◆ Required work
From the start of the material up to and including the line with "box: [623, 0, 702, 137]", rewrite the lines with "rough mask" changed to "coarse mask" and everything else kept the same. Leave the pictures out of your answer.

*** Opening of Supplied material ***

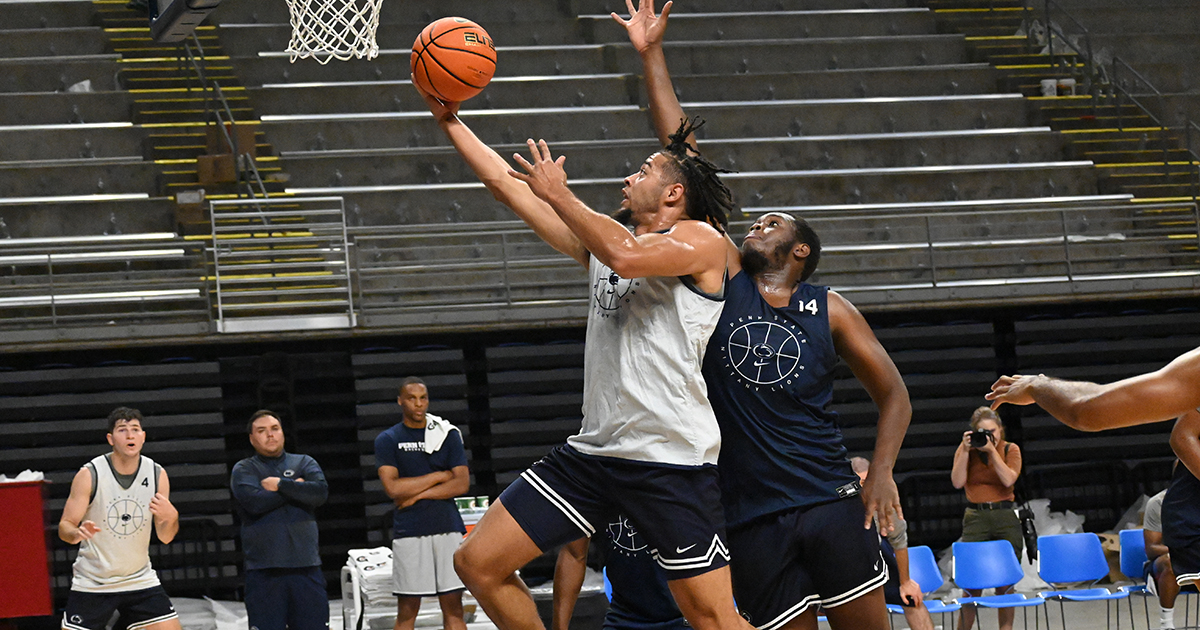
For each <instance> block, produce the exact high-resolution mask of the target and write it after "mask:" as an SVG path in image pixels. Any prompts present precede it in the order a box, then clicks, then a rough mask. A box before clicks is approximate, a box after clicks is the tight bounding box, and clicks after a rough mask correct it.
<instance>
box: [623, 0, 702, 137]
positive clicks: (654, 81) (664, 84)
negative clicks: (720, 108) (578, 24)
mask: <svg viewBox="0 0 1200 630" xmlns="http://www.w3.org/2000/svg"><path fill="white" fill-rule="evenodd" d="M625 6H626V7H628V8H629V19H623V18H622V17H620V16H618V14H617V13H612V19H614V20H617V23H618V24H620V25H622V26H624V28H625V31H626V32H628V34H629V41H630V43H632V44H634V48H635V49H636V50H637V54H638V55H640V56H641V58H642V73H643V74H644V76H646V95H647V97H648V98H649V103H650V118H653V119H654V132H655V133H656V134H658V136H659V142H661V143H662V144H664V145H665V144H667V143H668V142H671V139H670V136H671V134H672V133H674V132H676V130H678V128H679V121H682V120H683V119H684V118H685V115H684V113H683V106H680V104H679V97H678V96H676V94H674V85H672V84H671V73H670V72H668V71H667V58H666V54H664V53H662V36H664V35H665V32H666V29H667V16H670V14H671V6H672V4H671V2H670V1H668V2H667V4H665V5H662V13H660V14H658V16H655V14H654V0H638V5H637V10H635V8H634V0H625ZM688 143H690V144H691V145H692V146H695V145H696V138H695V136H691V134H689V136H688Z"/></svg>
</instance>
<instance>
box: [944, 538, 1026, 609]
mask: <svg viewBox="0 0 1200 630" xmlns="http://www.w3.org/2000/svg"><path fill="white" fill-rule="evenodd" d="M950 548H952V552H953V554H954V571H953V575H952V578H953V580H954V583H955V584H958V586H959V588H962V589H971V590H977V589H985V588H998V587H1007V586H1009V584H1015V583H1018V582H1020V581H1021V578H1022V577H1025V571H1024V570H1021V563H1020V560H1018V559H1016V552H1015V551H1013V545H1012V544H1010V542H1008V541H1007V540H989V541H988V542H955V544H954V545H953V546H952V547H950ZM956 601H958V604H960V605H964V606H966V605H971V606H977V607H984V608H1021V619H1022V620H1025V622H1026V623H1025V626H1026V628H1028V619H1026V617H1025V611H1026V610H1027V608H1028V607H1031V606H1042V605H1044V604H1045V600H1044V599H1043V598H1039V596H1034V598H1026V596H1025V595H1022V594H1020V593H1010V594H1008V595H990V596H983V598H961V599H959V600H956ZM1033 618H1034V619H1037V611H1034V614H1033Z"/></svg>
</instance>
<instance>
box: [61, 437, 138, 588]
mask: <svg viewBox="0 0 1200 630" xmlns="http://www.w3.org/2000/svg"><path fill="white" fill-rule="evenodd" d="M91 468H92V470H94V473H95V475H96V480H95V481H96V496H95V497H94V498H92V500H91V503H90V504H89V505H88V511H86V512H84V517H83V520H84V521H91V522H94V523H96V526H97V527H100V533H98V534H96V535H95V536H92V539H91V540H84V541H83V542H80V544H79V556H78V557H77V558H76V562H74V568H73V572H74V576H73V578H72V580H71V589H72V590H82V592H85V593H119V592H126V590H140V589H144V588H151V587H156V586H158V575H157V574H155V571H154V569H152V568H151V566H150V528H151V527H152V526H154V515H151V514H150V499H152V498H154V494H155V491H156V490H157V487H158V480H157V479H155V478H154V473H155V470H156V469H157V468H156V467H155V464H154V462H152V461H151V460H150V458H149V457H142V463H140V464H139V466H138V472H137V475H136V476H134V478H133V484H132V485H130V487H128V490H126V488H122V487H121V485H120V484H119V482H118V481H116V478H115V476H114V475H113V469H112V467H110V464H109V462H108V458H107V456H104V455H101V456H100V457H96V458H95V460H92V461H91Z"/></svg>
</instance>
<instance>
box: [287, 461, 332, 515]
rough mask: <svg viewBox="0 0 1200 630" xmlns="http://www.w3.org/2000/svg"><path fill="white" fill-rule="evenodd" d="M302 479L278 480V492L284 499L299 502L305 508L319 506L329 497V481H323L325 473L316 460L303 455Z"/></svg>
mask: <svg viewBox="0 0 1200 630" xmlns="http://www.w3.org/2000/svg"><path fill="white" fill-rule="evenodd" d="M299 476H302V478H304V481H302V482H301V481H295V480H293V479H281V480H280V492H278V493H280V494H282V496H283V497H284V498H286V499H289V500H292V502H294V503H299V504H300V505H304V506H305V508H310V509H312V508H319V506H320V505H323V504H324V503H325V500H326V499H329V482H328V481H325V473H324V472H322V469H320V466H318V464H317V460H313V458H312V457H308V456H305V461H304V468H301V469H300V475H299Z"/></svg>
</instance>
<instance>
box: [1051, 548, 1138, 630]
mask: <svg viewBox="0 0 1200 630" xmlns="http://www.w3.org/2000/svg"><path fill="white" fill-rule="evenodd" d="M1038 575H1039V576H1042V580H1045V581H1046V582H1048V583H1049V584H1051V586H1054V584H1061V583H1066V582H1093V583H1094V582H1097V581H1098V580H1103V578H1104V577H1108V575H1109V562H1108V560H1106V559H1105V558H1104V547H1102V546H1100V536H1097V535H1096V534H1090V533H1085V534H1057V535H1052V536H1038ZM1039 595H1042V596H1043V598H1044V599H1046V600H1056V601H1058V608H1060V612H1062V613H1063V617H1062V626H1063V630H1066V628H1067V616H1066V607H1064V606H1063V602H1064V601H1104V613H1105V618H1106V620H1108V622H1106V624H1105V625H1106V626H1111V620H1112V619H1111V616H1110V614H1111V613H1110V612H1109V606H1108V602H1110V601H1115V600H1120V599H1126V598H1128V596H1129V592H1127V590H1117V592H1115V593H1114V592H1110V590H1109V589H1106V588H1099V587H1094V588H1080V589H1070V590H1045V592H1042V593H1039ZM1130 623H1133V617H1132V614H1130ZM1049 624H1050V613H1049V612H1046V625H1049ZM1117 628H1121V606H1120V604H1118V605H1117Z"/></svg>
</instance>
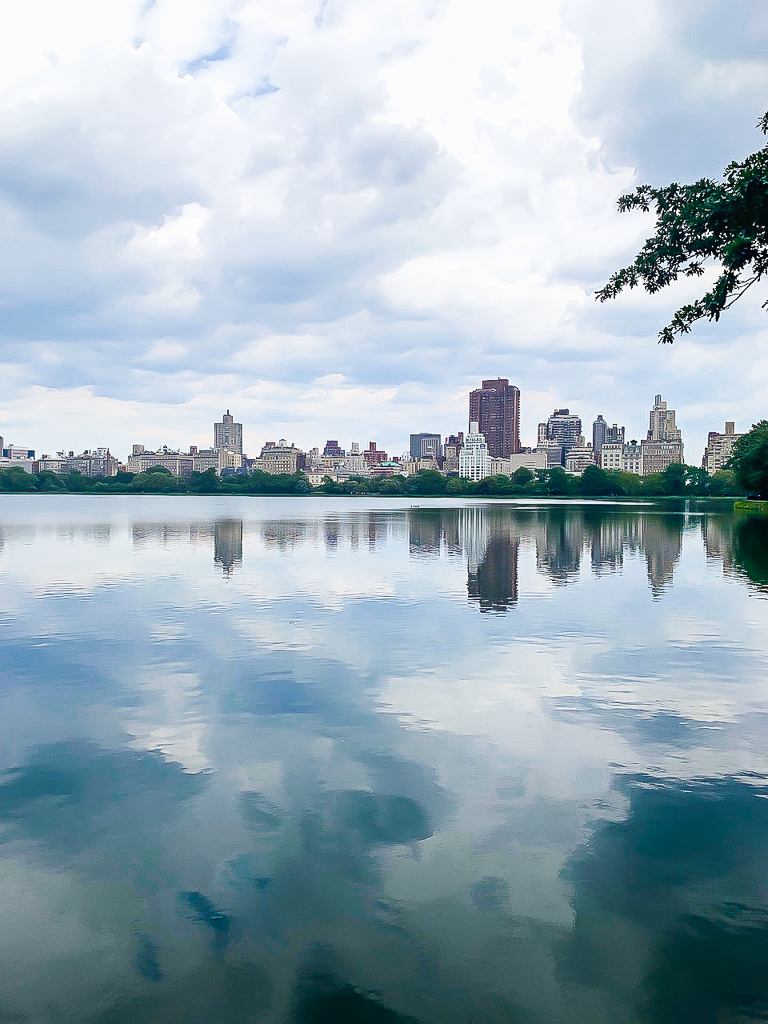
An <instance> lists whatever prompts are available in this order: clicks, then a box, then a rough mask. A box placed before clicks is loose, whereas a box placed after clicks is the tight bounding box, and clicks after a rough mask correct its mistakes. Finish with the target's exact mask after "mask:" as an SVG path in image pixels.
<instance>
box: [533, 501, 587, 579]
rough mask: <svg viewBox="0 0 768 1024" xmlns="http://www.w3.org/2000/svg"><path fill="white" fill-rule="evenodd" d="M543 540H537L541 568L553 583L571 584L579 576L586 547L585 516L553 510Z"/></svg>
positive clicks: (578, 513) (552, 509)
mask: <svg viewBox="0 0 768 1024" xmlns="http://www.w3.org/2000/svg"><path fill="white" fill-rule="evenodd" d="M545 526H546V530H545V536H544V538H543V541H537V552H536V561H537V568H539V569H540V571H542V572H544V573H545V574H546V575H548V577H549V578H550V580H552V582H553V583H556V584H562V583H568V581H569V580H572V579H573V577H575V575H578V574H579V569H580V566H581V564H582V547H583V546H584V516H583V514H582V513H581V512H577V511H575V509H554V508H553V509H551V510H550V511H549V513H548V514H547V518H546V522H545Z"/></svg>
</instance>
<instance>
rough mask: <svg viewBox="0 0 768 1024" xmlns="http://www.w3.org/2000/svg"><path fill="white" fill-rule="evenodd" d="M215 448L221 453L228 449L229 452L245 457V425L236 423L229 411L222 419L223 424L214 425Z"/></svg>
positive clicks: (222, 422)
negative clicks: (243, 443) (243, 426)
mask: <svg viewBox="0 0 768 1024" xmlns="http://www.w3.org/2000/svg"><path fill="white" fill-rule="evenodd" d="M213 446H214V447H215V449H217V450H219V451H220V450H221V449H226V451H227V452H237V453H238V455H243V424H242V423H236V422H234V419H233V418H232V417H231V416H230V415H229V410H228V409H227V411H226V412H225V413H224V415H223V417H222V418H221V423H214V425H213Z"/></svg>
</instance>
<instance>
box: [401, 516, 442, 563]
mask: <svg viewBox="0 0 768 1024" xmlns="http://www.w3.org/2000/svg"><path fill="white" fill-rule="evenodd" d="M441 539H442V510H441V509H429V510H424V511H423V512H422V511H418V512H415V511H410V512H409V514H408V546H409V551H410V553H411V554H412V555H419V554H421V555H439V553H440V541H441Z"/></svg>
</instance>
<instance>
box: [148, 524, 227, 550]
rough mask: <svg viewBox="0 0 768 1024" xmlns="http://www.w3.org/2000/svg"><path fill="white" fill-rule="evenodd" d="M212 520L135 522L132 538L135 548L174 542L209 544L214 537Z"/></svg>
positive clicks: (198, 543)
mask: <svg viewBox="0 0 768 1024" xmlns="http://www.w3.org/2000/svg"><path fill="white" fill-rule="evenodd" d="M213 532H214V525H213V523H211V522H134V523H132V524H131V540H132V542H133V547H134V548H144V547H153V546H156V547H163V548H166V547H169V546H170V545H174V544H178V545H180V544H184V543H185V544H188V545H189V546H190V547H196V546H197V545H198V544H208V543H209V542H210V540H211V538H212V537H213Z"/></svg>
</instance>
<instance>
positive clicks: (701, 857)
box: [558, 776, 768, 1024]
mask: <svg viewBox="0 0 768 1024" xmlns="http://www.w3.org/2000/svg"><path fill="white" fill-rule="evenodd" d="M754 781H755V780H751V781H750V782H748V781H742V780H739V779H734V778H723V779H714V780H701V781H695V782H690V781H685V782H683V781H678V780H660V781H659V780H657V779H652V778H649V777H644V776H637V777H631V778H628V779H625V780H623V781H622V783H621V785H620V788H621V790H622V791H623V792H624V794H625V796H626V797H627V798H628V800H629V810H628V813H627V817H626V819H625V820H623V821H617V822H603V823H601V824H599V825H598V826H597V827H596V828H595V830H594V831H593V834H592V837H591V839H590V841H589V843H588V845H587V846H586V847H584V848H583V849H581V850H580V851H578V853H577V854H575V855H574V856H573V857H572V858H571V861H570V863H569V865H568V866H567V868H566V869H565V870H564V872H563V876H564V878H565V880H566V881H567V882H568V883H569V884H570V886H571V887H572V903H573V910H574V920H573V928H572V931H571V933H570V935H569V936H568V938H567V939H566V940H565V941H564V942H563V943H561V945H560V947H559V950H558V961H559V972H560V976H561V978H562V980H563V981H564V982H565V983H566V984H572V983H577V984H579V985H584V986H589V987H594V988H597V989H601V990H602V991H603V992H604V993H605V994H606V995H607V996H608V997H609V998H610V999H611V1000H613V1001H614V1005H615V1010H614V1014H613V1018H612V1019H616V1020H636V1019H638V1018H639V1019H644V1020H647V1021H650V1022H653V1024H719V1022H722V1021H737V1020H757V1019H760V1020H764V1019H765V1018H766V1015H767V1014H768V908H767V907H766V897H765V884H764V880H765V877H766V871H768V800H766V797H768V790H767V788H766V787H765V786H764V785H760V786H759V785H756V784H754Z"/></svg>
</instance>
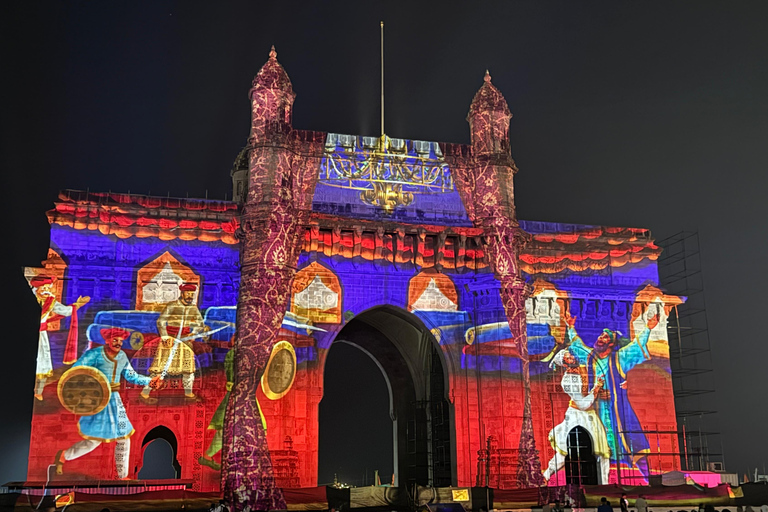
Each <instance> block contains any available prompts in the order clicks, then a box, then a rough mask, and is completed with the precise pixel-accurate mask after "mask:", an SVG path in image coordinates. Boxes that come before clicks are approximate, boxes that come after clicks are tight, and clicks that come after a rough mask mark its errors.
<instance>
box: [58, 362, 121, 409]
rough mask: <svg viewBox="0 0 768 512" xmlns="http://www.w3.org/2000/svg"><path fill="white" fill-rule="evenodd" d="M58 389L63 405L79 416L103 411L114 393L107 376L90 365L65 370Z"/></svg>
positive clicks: (59, 383) (59, 399)
mask: <svg viewBox="0 0 768 512" xmlns="http://www.w3.org/2000/svg"><path fill="white" fill-rule="evenodd" d="M57 391H58V394H59V401H60V402H61V405H63V406H64V408H65V409H66V410H68V411H69V412H71V413H72V414H77V415H78V416H92V415H94V414H97V413H99V412H101V410H102V409H104V408H105V407H106V406H107V404H108V403H109V397H110V396H111V395H112V390H111V388H110V386H109V382H108V381H107V377H106V376H105V375H104V374H103V373H101V372H100V371H99V370H97V369H96V368H92V367H90V366H76V367H74V368H70V369H69V370H67V371H66V372H64V373H63V374H62V376H61V378H60V379H59V385H58V388H57Z"/></svg>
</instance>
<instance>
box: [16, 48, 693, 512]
mask: <svg viewBox="0 0 768 512" xmlns="http://www.w3.org/2000/svg"><path fill="white" fill-rule="evenodd" d="M250 97H251V107H252V126H251V138H250V139H249V146H247V147H246V148H245V149H244V150H243V152H242V153H241V154H240V156H238V158H237V160H236V162H235V168H234V169H233V173H232V176H233V188H234V191H235V193H236V201H233V202H226V201H212V200H202V199H173V198H159V197H151V196H141V195H129V194H116V193H86V192H77V191H64V192H62V193H61V194H60V196H59V198H58V200H57V201H56V203H55V207H54V209H53V210H51V211H50V212H49V213H48V219H49V221H50V224H51V236H50V249H49V252H48V256H47V259H46V260H45V261H44V262H43V265H42V266H41V267H40V268H32V267H30V268H26V269H25V275H26V277H27V279H28V282H29V284H30V288H31V291H32V293H34V294H35V296H36V298H37V300H38V303H39V304H40V308H41V316H40V330H39V335H38V356H37V369H36V381H35V391H34V392H35V409H34V415H33V419H32V439H31V449H30V455H29V470H28V479H29V480H30V481H45V480H46V478H47V471H48V468H49V466H50V465H54V467H55V475H54V477H53V480H54V481H56V480H57V479H58V480H61V481H64V480H66V481H96V480H117V479H128V480H131V479H137V478H139V473H140V472H141V470H142V467H143V465H144V455H145V450H146V449H147V446H148V445H149V444H150V443H151V442H152V441H154V440H156V439H164V440H166V441H168V442H169V444H170V445H171V446H172V447H173V449H174V458H175V466H176V467H177V468H178V470H179V474H178V475H177V477H178V478H180V479H183V480H190V481H191V482H192V483H191V488H192V489H193V490H196V491H219V490H221V491H223V492H224V496H225V497H226V498H227V499H228V500H230V501H231V502H233V503H236V504H239V505H236V508H238V507H239V508H238V509H241V508H243V507H244V506H245V505H246V504H248V505H252V506H253V507H252V508H256V507H259V508H262V509H263V507H266V506H269V507H272V508H277V509H279V508H285V498H284V493H283V489H293V488H302V487H304V488H308V487H316V486H317V485H318V432H319V424H318V409H319V404H320V401H321V400H322V398H323V382H324V373H323V368H324V364H325V360H326V358H327V356H328V353H329V351H330V350H332V349H333V346H334V343H336V342H344V343H349V344H352V345H354V346H356V347H358V348H360V349H362V350H363V351H365V352H366V353H367V354H368V355H370V356H371V357H372V358H374V359H375V360H376V361H377V363H378V364H379V366H380V368H381V369H382V372H383V373H384V374H385V377H386V379H387V382H388V386H389V387H390V393H391V396H390V399H391V408H392V412H391V414H392V417H393V418H395V419H396V420H395V421H393V438H394V440H395V442H394V451H395V453H394V454H393V460H395V461H396V462H395V470H394V475H392V483H393V484H394V485H396V486H405V485H412V484H419V485H427V484H432V485H434V486H435V487H437V486H443V487H445V486H451V485H453V486H462V487H466V486H482V485H485V484H486V482H487V483H488V485H489V486H491V487H494V488H497V489H514V488H525V487H535V486H544V485H548V486H562V485H565V484H573V483H576V484H608V483H622V484H625V485H626V484H634V485H637V484H644V483H647V482H648V478H649V477H650V476H651V475H654V474H660V473H662V472H667V471H670V470H675V469H679V458H678V457H677V455H674V454H676V453H678V452H679V449H678V446H677V436H676V434H674V432H675V431H676V430H677V425H676V420H675V409H674V397H673V393H672V383H671V377H670V365H669V345H668V338H667V329H666V325H667V322H668V319H669V316H670V314H671V311H672V309H673V308H675V307H676V306H677V305H679V304H682V303H683V302H684V300H685V298H684V297H677V296H672V295H666V294H665V293H664V292H663V291H662V290H661V289H660V288H659V280H658V271H657V266H656V260H657V258H658V257H659V254H660V249H659V248H658V247H657V246H656V245H654V242H653V239H652V237H651V234H650V232H649V231H648V230H645V229H638V228H613V227H601V226H582V225H572V224H558V223H548V222H530V221H519V222H518V221H517V220H516V217H515V211H514V193H513V187H512V177H513V175H514V173H515V172H517V168H516V166H515V164H514V162H513V161H512V159H511V157H510V156H509V134H508V126H509V119H510V117H511V114H510V113H509V109H508V107H507V105H506V102H505V101H504V98H503V96H501V93H500V92H499V91H498V90H497V89H496V88H495V87H494V86H493V84H492V83H491V80H490V76H486V79H485V82H484V84H483V85H482V87H481V89H480V90H479V91H478V93H477V95H476V96H475V99H474V101H473V102H472V106H471V108H470V114H469V122H470V129H471V133H472V145H471V146H465V145H459V144H443V143H435V142H426V141H414V140H404V139H396V138H390V137H387V136H382V137H362V136H354V135H341V134H331V133H328V134H325V133H318V132H304V131H300V130H295V129H293V128H292V127H291V126H290V120H291V109H292V102H293V97H294V95H293V91H292V86H291V83H290V80H289V79H288V76H287V74H285V71H284V70H283V69H282V67H281V66H280V64H279V63H278V62H277V59H276V54H274V52H273V54H271V56H270V60H269V61H268V63H267V64H266V65H265V66H264V68H262V70H261V71H259V74H258V75H257V76H256V78H255V79H254V83H253V88H252V90H251V94H250ZM263 141H273V142H275V143H274V144H271V145H270V144H263ZM299 150H301V151H299ZM287 176H290V179H288V178H286V177H287ZM30 338H32V335H31V336H30ZM354 406H355V404H349V407H354ZM385 477H387V479H388V476H387V475H385Z"/></svg>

*** Close of Supplied material ***

◆ Exercise result
For each <instance> block, produce the exact high-resolution mask of the target and write it after "mask:" as an SVG path in image pixels. Any prompts present precede it in the order a box, then clicks, then a coarse mask. A box before clicks is approximate, a box after clicks is the tight bounding box, and clicks after a coarse mask correct it.
<instance>
box: [623, 0, 702, 137]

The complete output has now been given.